━━ EXTRACTED MATERIAL ━━

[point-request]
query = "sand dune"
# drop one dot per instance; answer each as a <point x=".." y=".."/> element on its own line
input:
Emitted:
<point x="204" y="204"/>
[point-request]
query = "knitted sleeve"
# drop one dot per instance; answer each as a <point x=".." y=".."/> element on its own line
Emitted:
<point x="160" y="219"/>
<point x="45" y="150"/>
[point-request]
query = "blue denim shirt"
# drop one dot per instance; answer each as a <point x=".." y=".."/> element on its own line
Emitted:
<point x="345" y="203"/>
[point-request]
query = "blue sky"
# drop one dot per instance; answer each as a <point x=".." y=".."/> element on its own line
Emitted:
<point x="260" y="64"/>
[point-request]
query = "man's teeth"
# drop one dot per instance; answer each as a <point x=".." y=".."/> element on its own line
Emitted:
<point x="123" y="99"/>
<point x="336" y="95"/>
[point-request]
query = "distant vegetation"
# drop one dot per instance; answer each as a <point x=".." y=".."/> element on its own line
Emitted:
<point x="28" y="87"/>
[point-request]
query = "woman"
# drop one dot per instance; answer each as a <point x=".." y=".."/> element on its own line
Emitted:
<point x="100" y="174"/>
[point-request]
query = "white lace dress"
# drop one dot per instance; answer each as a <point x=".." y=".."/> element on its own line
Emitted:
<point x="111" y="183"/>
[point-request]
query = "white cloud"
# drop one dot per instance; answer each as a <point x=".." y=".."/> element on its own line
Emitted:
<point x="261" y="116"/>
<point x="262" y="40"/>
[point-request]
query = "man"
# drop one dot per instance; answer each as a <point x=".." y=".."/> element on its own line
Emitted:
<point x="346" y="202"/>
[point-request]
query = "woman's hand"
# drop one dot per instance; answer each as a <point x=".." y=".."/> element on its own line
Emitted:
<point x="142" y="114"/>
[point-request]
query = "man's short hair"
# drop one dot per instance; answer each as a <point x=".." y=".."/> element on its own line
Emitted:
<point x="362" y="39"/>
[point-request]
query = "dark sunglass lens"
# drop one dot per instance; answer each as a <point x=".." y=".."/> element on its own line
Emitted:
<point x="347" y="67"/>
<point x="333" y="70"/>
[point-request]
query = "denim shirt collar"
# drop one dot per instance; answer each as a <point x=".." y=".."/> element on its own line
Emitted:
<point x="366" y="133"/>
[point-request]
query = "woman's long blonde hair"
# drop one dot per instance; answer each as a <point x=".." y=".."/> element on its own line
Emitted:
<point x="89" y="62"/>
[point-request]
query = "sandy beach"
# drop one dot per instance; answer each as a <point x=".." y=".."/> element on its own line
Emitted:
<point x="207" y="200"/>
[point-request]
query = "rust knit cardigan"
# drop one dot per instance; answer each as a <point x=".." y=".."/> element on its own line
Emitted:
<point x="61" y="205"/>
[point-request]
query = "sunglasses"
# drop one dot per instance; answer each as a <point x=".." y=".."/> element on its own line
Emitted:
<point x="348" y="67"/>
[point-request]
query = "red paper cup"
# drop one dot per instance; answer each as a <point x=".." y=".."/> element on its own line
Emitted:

━━━

GOAL OF THE EXERCISE
Every line of the data above should be reproduced word for word.

RIGHT ANSWER
[point-request]
query = "sand dune"
# drop one dot per instance; answer each as a <point x=".." y=".."/> element on its own line
input:
Emitted:
<point x="204" y="204"/>
[point-request]
query = "knitted sleeve"
# drop one dot per instance; answer each as a <point x=".." y=".."/> element on its own line
Emitted:
<point x="160" y="219"/>
<point x="45" y="150"/>
[point-request]
query = "blue denim shirt"
# drop one dot per instance; answer each as a <point x=".." y=".."/> element on its own line
Emitted:
<point x="345" y="203"/>
[point-request]
query = "blue sky"
# drop one dot per instance; answer each as a <point x=".." y=".."/> element on its own line
Emitted:
<point x="260" y="64"/>
[point-request]
query = "man's teeth"
# drop one dot per instance; answer each as a <point x=".." y=".."/> element on its own line
Emitted:
<point x="123" y="99"/>
<point x="336" y="95"/>
[point-request]
query = "distant vegetation"
# drop one dot per instance; answer each as a <point x=".." y=".."/> element on its own line
Emitted:
<point x="28" y="87"/>
[point-request]
query = "woman"
# drop one dot per instance; answer each as a <point x=".." y=".."/> element on its own line
Emitted:
<point x="100" y="174"/>
[point-request]
query = "white lace dress"
# drop one dot per instance; answer each as a <point x=".." y=".."/> element on its own line
Emitted:
<point x="111" y="183"/>
[point-request]
query = "white cloud"
# drop one dot per instance; answer each as a <point x=".." y=".."/> element on its own line
Emitted:
<point x="261" y="116"/>
<point x="262" y="40"/>
[point-request]
query = "man"
# drop one dot per instance; answer each as a <point x=".." y=".."/> element on its own line
Emitted:
<point x="346" y="202"/>
[point-request]
query = "woman's hand"
# drop one dot per instance; answer each as a <point x=".." y=".."/> element on its own line
Emitted:
<point x="142" y="114"/>
[point-request]
query = "man's short hair"
# drop one dot per instance; answer each as a <point x=".." y=".."/> element on its own line
Emitted:
<point x="362" y="39"/>
[point-request]
query = "dark sunglass lens"
# drop one dot per instance; answer each as a <point x=".." y=".."/> element on its own line
Emitted:
<point x="347" y="67"/>
<point x="333" y="70"/>
[point-request]
query = "denim shirt collar"
# drop one dot per instance; answer each as a <point x=".." y=".."/> element on its own line
Emitted:
<point x="366" y="133"/>
[point-request]
query = "woman's long blonde hair"
# drop one dot per instance; answer each as a <point x=".." y=".."/> element on its own line
Emitted:
<point x="89" y="62"/>
[point-request]
query = "sandy beach"
# drop one dot per instance; answer each as a <point x=".." y=".."/> element on its own line
Emitted:
<point x="207" y="200"/>
[point-request]
query = "rust knit cardigan"
# drop one dot per instance; answer each as a <point x=".." y=".."/> element on its own line
Emitted:
<point x="61" y="205"/>
[point-request]
query = "sunglasses"
# drop one dot per instance; answer each as a <point x=".." y=".."/> element on its own line
Emitted:
<point x="348" y="67"/>
[point-request]
query = "red paper cup"
# drop one dot per instance; answer each as a <point x=".." y=".."/> element on its own line
Emitted:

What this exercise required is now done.